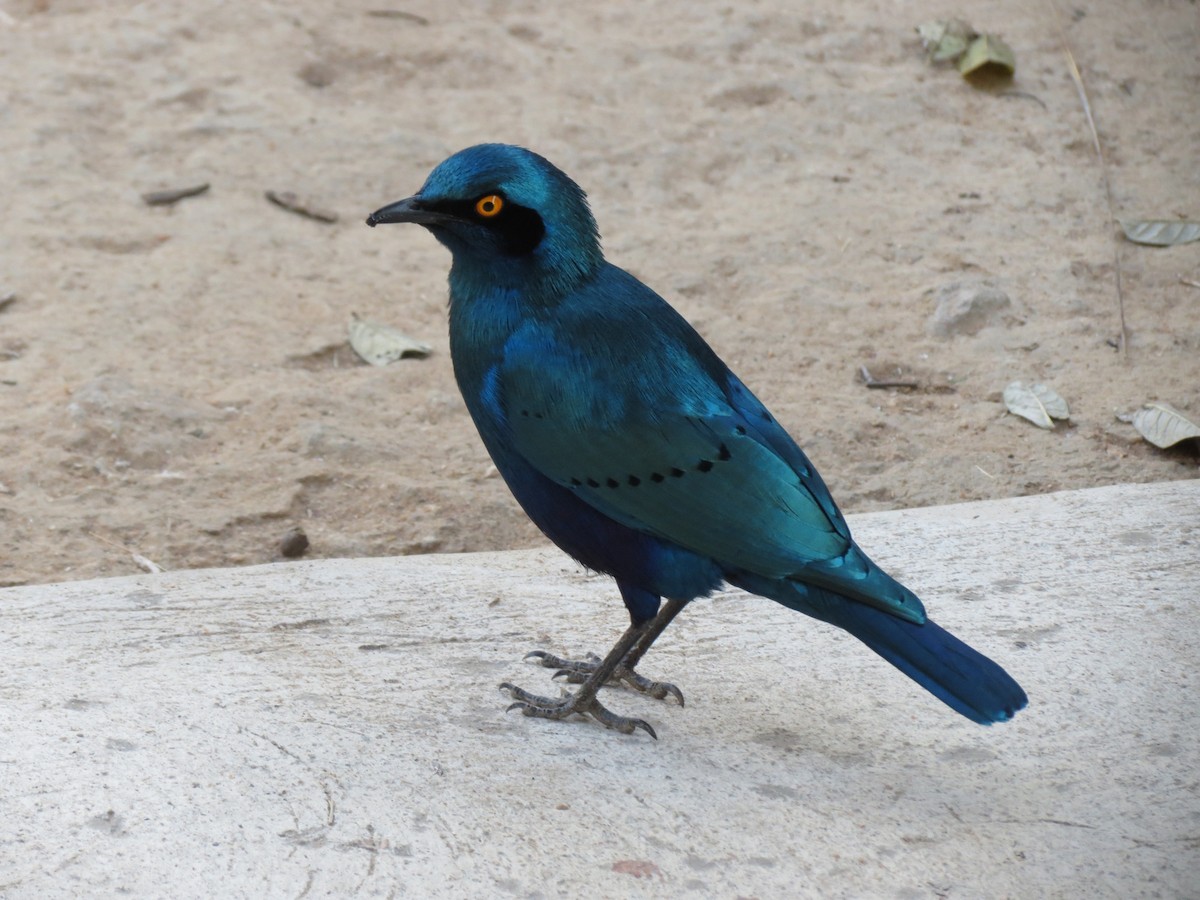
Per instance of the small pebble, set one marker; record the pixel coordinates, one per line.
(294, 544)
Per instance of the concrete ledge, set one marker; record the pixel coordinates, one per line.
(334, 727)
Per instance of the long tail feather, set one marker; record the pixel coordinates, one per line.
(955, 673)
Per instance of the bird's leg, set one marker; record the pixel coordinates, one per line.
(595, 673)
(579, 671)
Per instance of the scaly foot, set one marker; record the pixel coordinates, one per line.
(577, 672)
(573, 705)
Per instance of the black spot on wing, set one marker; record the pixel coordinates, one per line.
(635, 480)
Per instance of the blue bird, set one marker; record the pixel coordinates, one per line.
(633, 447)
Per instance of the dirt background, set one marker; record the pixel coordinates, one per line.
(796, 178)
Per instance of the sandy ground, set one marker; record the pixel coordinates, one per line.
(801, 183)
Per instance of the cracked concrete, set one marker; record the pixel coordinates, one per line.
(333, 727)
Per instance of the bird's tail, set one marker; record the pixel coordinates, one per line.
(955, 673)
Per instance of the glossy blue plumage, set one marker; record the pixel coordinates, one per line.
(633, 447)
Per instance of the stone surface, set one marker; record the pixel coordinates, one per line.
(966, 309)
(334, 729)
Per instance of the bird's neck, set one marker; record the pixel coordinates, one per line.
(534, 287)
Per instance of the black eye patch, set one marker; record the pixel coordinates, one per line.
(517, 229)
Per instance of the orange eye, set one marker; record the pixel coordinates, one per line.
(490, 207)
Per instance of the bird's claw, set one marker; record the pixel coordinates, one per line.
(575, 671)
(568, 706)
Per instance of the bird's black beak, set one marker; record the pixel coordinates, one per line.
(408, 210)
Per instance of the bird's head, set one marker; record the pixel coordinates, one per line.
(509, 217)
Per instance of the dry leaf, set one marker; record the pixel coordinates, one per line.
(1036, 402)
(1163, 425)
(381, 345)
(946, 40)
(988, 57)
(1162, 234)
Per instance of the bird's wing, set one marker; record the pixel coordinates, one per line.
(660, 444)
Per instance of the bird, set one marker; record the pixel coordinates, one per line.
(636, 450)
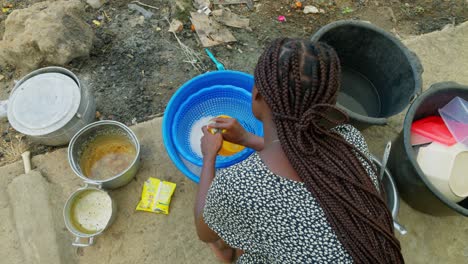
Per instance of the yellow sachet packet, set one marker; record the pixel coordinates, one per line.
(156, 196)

-.-.-

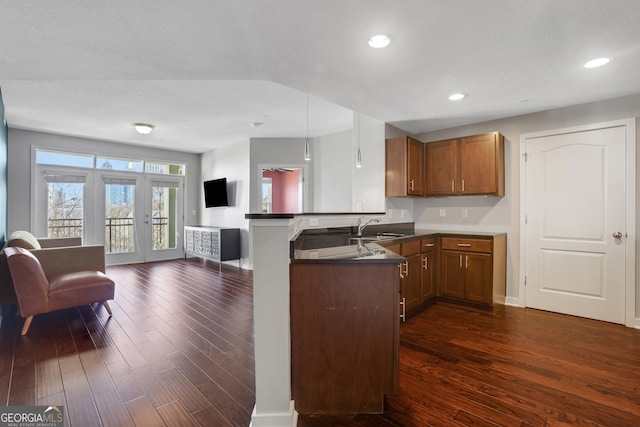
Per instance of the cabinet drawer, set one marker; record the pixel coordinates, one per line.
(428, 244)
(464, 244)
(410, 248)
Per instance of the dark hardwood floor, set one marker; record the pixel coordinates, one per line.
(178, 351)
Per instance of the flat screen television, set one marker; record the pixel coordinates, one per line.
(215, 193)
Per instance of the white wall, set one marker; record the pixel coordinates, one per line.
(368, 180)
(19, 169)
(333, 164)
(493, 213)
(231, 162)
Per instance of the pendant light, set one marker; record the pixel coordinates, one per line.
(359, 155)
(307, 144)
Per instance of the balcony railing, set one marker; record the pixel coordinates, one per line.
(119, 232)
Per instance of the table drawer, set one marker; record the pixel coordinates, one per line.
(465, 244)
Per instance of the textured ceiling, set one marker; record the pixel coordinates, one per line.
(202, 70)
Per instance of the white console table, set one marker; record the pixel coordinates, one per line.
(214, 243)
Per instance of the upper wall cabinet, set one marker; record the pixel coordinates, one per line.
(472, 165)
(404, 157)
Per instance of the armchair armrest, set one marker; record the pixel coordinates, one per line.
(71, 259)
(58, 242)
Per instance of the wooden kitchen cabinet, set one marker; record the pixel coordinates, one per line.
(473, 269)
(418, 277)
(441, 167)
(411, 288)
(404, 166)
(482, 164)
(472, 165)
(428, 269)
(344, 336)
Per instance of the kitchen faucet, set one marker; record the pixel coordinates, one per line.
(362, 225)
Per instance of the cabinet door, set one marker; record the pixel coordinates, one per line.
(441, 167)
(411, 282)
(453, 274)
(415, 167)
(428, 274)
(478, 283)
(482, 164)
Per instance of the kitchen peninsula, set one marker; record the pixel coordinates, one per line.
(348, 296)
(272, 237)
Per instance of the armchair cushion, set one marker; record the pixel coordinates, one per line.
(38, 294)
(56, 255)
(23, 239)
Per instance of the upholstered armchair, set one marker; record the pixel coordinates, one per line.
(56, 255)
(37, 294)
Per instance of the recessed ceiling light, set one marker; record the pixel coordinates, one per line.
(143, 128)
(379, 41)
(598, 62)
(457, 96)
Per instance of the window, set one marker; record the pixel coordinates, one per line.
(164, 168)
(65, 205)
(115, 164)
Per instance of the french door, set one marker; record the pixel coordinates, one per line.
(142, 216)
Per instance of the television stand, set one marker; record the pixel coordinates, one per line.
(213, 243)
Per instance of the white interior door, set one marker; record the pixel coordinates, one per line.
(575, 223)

-.-.-

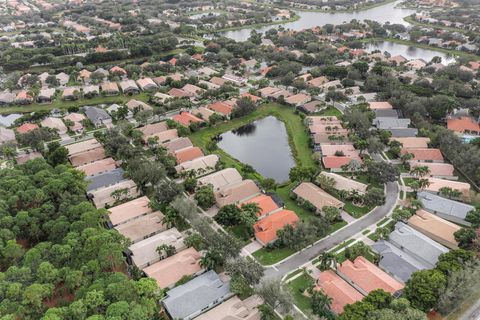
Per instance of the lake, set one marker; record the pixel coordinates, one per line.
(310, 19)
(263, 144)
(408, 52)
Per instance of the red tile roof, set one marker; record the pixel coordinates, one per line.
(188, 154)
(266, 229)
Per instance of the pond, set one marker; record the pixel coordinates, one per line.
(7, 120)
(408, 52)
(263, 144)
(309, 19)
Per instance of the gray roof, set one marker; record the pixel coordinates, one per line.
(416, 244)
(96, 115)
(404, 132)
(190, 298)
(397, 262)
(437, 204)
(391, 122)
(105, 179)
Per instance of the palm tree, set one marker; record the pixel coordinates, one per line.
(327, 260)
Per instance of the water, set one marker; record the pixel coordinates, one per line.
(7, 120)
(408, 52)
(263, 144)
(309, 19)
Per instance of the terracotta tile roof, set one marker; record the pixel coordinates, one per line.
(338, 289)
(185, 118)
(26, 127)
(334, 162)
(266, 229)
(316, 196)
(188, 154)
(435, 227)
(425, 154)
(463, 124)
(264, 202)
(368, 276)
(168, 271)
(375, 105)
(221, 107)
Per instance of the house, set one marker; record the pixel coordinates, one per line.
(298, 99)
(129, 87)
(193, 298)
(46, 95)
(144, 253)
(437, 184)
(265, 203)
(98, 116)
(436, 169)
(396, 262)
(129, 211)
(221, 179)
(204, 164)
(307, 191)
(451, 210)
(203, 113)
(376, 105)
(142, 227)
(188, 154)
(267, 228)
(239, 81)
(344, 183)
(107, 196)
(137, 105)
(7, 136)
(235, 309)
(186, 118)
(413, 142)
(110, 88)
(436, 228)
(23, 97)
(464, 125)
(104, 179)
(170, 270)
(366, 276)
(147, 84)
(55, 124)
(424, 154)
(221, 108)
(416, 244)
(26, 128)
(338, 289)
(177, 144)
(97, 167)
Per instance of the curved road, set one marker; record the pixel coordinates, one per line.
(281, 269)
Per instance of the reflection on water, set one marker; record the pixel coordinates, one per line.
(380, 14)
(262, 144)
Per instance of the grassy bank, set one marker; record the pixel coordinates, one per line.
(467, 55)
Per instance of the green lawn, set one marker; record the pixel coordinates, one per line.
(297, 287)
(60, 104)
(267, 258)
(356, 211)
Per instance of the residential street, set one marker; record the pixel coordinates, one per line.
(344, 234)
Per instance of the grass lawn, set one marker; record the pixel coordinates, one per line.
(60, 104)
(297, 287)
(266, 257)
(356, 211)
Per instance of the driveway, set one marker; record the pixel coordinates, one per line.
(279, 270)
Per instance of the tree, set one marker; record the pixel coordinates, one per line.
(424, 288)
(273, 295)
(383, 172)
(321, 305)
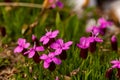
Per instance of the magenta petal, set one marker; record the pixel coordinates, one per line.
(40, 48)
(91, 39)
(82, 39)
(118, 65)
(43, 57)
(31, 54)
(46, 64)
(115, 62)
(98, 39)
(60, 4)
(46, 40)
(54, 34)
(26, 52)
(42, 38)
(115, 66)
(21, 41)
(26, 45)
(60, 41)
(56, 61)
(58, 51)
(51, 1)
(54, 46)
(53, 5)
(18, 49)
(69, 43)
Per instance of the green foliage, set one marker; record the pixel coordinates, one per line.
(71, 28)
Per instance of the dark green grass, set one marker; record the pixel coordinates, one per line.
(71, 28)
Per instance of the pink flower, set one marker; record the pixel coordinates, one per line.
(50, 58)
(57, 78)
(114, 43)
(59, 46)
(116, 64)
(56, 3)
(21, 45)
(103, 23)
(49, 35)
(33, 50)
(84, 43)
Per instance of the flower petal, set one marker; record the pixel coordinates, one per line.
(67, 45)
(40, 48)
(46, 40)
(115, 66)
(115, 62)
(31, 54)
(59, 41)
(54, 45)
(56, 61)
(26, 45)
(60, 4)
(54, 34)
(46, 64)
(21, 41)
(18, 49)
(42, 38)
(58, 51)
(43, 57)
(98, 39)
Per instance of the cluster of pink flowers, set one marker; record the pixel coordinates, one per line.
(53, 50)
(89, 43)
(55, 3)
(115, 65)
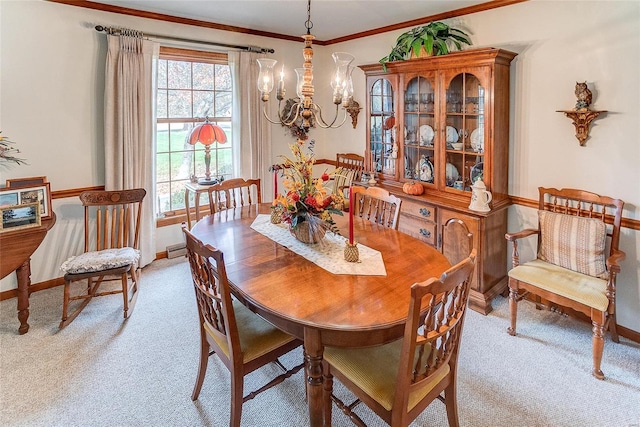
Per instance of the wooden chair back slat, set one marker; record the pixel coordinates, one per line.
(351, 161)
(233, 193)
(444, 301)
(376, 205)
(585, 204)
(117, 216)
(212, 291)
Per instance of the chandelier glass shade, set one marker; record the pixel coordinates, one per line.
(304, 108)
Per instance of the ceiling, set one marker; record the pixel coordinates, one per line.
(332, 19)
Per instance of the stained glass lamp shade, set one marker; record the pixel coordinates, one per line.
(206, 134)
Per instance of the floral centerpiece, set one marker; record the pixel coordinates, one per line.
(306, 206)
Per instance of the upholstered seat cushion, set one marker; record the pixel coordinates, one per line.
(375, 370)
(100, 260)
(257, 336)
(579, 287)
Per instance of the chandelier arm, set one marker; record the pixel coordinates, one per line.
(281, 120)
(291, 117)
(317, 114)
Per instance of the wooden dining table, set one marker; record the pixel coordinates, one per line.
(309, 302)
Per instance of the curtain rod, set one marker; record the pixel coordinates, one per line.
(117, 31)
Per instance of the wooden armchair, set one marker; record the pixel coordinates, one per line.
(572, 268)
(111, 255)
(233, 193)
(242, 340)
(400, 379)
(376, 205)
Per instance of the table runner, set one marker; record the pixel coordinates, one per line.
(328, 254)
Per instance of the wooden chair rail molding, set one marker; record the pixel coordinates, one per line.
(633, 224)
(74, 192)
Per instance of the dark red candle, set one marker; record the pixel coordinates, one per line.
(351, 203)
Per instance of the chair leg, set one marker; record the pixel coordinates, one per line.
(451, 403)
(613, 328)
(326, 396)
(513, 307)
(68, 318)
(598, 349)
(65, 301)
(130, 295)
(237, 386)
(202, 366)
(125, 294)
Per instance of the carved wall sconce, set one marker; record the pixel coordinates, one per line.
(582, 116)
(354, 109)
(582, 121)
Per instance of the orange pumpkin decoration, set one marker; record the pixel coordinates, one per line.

-.-.-

| Stated exercise |
Repeat the lines starting with the line that contains "Per instance of the chandelier arm, set" and going on through the line that contains "Per instance of the orange pumpkin", swapping "dark red candle" for "white pillar candle" and leaving everything else unchanged.

| Response to the exercise |
Per instance of the chandelier arm, set one marker; record the pixel coordinates, one per line.
(281, 120)
(291, 117)
(317, 114)
Per instance of the wooden dining table, set one marker; record the pixel coordinates, one per line.
(309, 302)
Per instance of the curtain rod, set one marker; record the pixel coordinates, one per line.
(117, 31)
Per instance of the wooden armchair, set one marker; record the pixel coordinates, one per line.
(572, 268)
(111, 255)
(233, 193)
(242, 340)
(400, 379)
(376, 205)
Per instance of the table runner, set one marker; record the pixel coordinates, one per line.
(328, 254)
Per instance of the wooden chair rail molding, set one marker; record the pixel coordinates, one per line.
(633, 224)
(74, 192)
Per instance of the white pillar candle, set one marker; record the pixel coordinates, one per line.
(351, 203)
Per instance of the chair leg, set one marker; record the pixel coordinates, one per line.
(451, 403)
(613, 328)
(326, 396)
(513, 307)
(68, 318)
(598, 349)
(65, 301)
(130, 295)
(237, 386)
(202, 366)
(125, 294)
Per instance of the carved wall sconce, set one marker; record the pixel coordinates, one per line.
(582, 116)
(354, 109)
(582, 121)
Per instance of the orange pumpkin decoration, set one marker; record the pixel coordinates, one per line.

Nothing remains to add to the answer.